Task details.
Show every line of the records that contains the word "green", copying each line in full. Case counts.
##### Supplied data
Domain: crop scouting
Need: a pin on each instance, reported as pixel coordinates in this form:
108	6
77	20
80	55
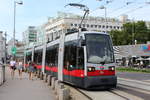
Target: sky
36	12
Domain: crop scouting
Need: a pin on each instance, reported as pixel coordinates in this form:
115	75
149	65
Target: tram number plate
104	80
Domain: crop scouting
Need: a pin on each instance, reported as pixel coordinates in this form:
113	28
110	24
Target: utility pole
5	47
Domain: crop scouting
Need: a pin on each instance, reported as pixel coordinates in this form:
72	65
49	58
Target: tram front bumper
100	82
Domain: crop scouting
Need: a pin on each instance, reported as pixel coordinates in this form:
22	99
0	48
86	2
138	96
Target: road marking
129	96
140	82
135	89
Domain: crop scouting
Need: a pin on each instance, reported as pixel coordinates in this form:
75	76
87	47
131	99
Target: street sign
13	50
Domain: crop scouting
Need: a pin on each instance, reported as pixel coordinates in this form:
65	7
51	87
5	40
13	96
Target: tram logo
146	48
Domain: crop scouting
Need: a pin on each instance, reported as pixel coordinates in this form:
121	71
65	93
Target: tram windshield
99	49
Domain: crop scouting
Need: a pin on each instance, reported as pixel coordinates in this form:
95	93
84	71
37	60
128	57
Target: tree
131	31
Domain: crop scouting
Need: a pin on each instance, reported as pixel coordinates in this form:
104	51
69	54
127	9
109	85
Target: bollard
1	75
49	79
41	75
64	94
38	74
45	77
53	83
57	82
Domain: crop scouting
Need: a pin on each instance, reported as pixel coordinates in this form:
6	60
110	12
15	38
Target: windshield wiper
103	62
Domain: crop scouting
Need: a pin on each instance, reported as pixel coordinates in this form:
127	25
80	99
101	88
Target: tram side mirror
83	43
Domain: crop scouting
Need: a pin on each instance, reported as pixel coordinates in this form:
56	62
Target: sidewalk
24	89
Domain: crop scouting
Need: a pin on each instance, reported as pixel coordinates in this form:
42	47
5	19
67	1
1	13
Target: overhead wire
133	10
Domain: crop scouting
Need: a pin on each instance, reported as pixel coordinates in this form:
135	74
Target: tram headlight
112	68
90	69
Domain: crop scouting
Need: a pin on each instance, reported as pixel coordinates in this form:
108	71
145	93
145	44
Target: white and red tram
84	60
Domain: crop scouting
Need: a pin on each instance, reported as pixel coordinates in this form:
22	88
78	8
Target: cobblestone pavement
24	89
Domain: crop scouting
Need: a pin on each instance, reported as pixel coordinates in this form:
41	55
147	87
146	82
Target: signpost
14	50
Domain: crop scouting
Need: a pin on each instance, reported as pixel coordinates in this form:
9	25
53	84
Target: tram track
122	92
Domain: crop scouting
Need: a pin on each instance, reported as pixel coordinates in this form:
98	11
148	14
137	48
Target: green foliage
127	69
131	31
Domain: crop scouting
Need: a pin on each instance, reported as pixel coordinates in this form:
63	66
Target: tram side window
80	58
39	58
70	56
52	57
47	60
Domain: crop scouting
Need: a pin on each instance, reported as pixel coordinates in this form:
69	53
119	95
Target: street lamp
102	7
15	3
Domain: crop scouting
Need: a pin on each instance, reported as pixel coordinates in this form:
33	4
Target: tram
84	59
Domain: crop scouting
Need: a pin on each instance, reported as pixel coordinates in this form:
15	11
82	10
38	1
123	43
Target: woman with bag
12	67
31	70
20	68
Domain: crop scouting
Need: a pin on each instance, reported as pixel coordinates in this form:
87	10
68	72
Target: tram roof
69	37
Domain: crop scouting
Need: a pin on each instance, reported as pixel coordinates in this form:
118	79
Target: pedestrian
31	70
12	67
20	68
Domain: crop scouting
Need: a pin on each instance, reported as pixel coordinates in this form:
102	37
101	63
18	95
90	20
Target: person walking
12	67
20	68
31	70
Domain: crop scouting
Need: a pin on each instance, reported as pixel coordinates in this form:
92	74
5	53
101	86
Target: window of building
87	25
83	25
75	25
71	24
103	26
95	26
118	27
99	26
106	26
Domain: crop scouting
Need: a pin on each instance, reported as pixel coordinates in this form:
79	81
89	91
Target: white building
2	46
54	26
30	35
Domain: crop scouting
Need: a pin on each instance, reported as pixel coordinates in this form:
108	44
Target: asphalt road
134	76
24	89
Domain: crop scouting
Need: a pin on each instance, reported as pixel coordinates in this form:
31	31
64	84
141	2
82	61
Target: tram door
61	57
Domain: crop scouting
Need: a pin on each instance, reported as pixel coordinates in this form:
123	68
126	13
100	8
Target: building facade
2	46
30	35
66	21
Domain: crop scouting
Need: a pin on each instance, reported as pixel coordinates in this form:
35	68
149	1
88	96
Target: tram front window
99	48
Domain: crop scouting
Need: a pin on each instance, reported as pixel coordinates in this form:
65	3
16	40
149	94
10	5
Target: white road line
134	83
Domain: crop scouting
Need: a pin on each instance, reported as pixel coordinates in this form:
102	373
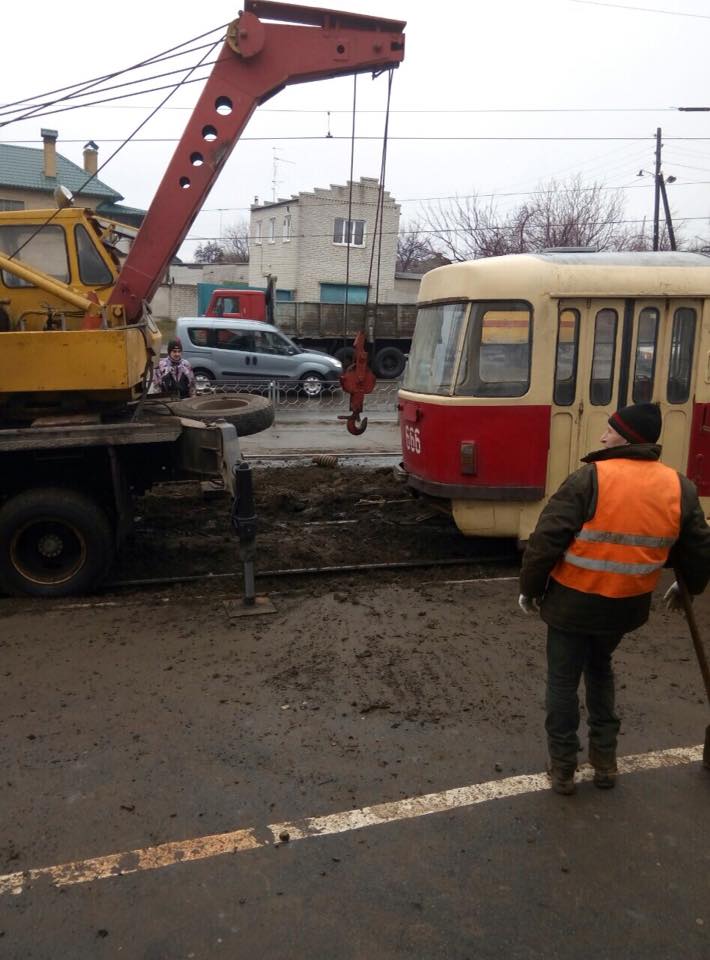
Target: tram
517	362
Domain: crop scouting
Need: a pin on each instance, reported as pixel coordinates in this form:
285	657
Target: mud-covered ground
307	516
158	715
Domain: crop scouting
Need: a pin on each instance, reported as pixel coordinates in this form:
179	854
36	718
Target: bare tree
567	214
414	249
209	252
236	243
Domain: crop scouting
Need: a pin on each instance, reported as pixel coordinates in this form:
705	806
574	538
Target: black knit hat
639	423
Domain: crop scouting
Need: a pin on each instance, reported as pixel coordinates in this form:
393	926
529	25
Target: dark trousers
569	655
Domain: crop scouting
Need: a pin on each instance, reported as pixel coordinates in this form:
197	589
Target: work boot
561	778
605	769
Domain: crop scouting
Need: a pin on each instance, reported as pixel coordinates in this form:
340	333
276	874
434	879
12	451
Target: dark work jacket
565	514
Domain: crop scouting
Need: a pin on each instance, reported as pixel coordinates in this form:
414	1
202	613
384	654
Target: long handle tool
699	652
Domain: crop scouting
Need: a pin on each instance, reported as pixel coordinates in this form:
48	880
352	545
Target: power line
464	231
325	202
405	139
622	6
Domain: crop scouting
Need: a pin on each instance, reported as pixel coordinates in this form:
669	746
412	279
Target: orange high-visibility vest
621	551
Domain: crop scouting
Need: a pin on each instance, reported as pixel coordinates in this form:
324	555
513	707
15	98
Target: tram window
681	365
566	360
432	356
496	356
645	362
602	381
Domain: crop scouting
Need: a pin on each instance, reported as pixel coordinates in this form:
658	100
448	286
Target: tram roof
561	273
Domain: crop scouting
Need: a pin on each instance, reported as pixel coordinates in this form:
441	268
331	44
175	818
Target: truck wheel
247	412
53	542
203	380
389	363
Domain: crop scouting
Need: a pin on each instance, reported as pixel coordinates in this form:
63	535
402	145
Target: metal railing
291	398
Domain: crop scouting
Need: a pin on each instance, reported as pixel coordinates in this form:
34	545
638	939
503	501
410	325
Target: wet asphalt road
157	718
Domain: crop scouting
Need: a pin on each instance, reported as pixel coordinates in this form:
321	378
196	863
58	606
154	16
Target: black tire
249	413
312	384
346	355
389	363
53	542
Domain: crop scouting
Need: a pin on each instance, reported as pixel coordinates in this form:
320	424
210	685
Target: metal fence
289	398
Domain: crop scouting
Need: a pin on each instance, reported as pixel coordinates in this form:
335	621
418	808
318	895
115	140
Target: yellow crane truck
79	436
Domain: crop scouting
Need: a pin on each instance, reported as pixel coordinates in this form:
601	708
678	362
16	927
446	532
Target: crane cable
173	90
379	211
350	221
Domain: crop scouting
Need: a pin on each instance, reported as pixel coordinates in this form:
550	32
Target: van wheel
247	412
389	363
312	384
53	542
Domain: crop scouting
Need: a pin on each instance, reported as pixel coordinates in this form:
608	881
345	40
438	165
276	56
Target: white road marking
237	841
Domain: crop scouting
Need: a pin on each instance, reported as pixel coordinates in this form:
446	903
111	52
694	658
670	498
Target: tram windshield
432	359
495	360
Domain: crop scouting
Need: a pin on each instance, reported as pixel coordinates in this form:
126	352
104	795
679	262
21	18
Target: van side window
645	363
268	342
681	365
566	359
200	336
602	380
235	340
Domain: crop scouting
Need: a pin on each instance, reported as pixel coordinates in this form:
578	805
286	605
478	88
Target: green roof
23	169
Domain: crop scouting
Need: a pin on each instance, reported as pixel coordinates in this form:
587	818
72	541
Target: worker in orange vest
590	568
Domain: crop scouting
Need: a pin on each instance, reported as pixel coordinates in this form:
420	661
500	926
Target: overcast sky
492	98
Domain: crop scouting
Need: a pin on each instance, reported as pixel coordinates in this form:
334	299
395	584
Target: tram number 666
412	439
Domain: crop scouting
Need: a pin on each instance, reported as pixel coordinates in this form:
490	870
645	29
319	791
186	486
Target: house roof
23	169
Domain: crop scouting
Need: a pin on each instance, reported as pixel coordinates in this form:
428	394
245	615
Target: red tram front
517	362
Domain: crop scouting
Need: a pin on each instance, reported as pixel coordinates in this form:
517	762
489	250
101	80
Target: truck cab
237	305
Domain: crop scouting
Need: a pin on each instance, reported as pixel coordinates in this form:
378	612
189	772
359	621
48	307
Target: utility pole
657	189
667	211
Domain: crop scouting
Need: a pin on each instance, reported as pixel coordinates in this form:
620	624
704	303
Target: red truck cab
237	304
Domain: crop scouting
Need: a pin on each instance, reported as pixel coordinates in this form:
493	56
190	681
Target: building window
349	231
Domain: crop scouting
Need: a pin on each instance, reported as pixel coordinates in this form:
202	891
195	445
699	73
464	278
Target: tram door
612	352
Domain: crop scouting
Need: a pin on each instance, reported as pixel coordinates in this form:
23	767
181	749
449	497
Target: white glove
672	599
527	604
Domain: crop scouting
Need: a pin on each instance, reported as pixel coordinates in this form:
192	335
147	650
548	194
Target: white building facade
313	248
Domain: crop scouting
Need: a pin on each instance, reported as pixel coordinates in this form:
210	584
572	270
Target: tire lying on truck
248	413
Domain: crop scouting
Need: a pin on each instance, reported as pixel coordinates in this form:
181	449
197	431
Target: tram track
319	571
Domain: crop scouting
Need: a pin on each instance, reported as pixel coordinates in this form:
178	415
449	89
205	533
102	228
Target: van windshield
432	357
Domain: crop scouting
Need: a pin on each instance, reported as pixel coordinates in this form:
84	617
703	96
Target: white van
249	351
##########
Exercise solution.
Target: green foliage
Target: green roof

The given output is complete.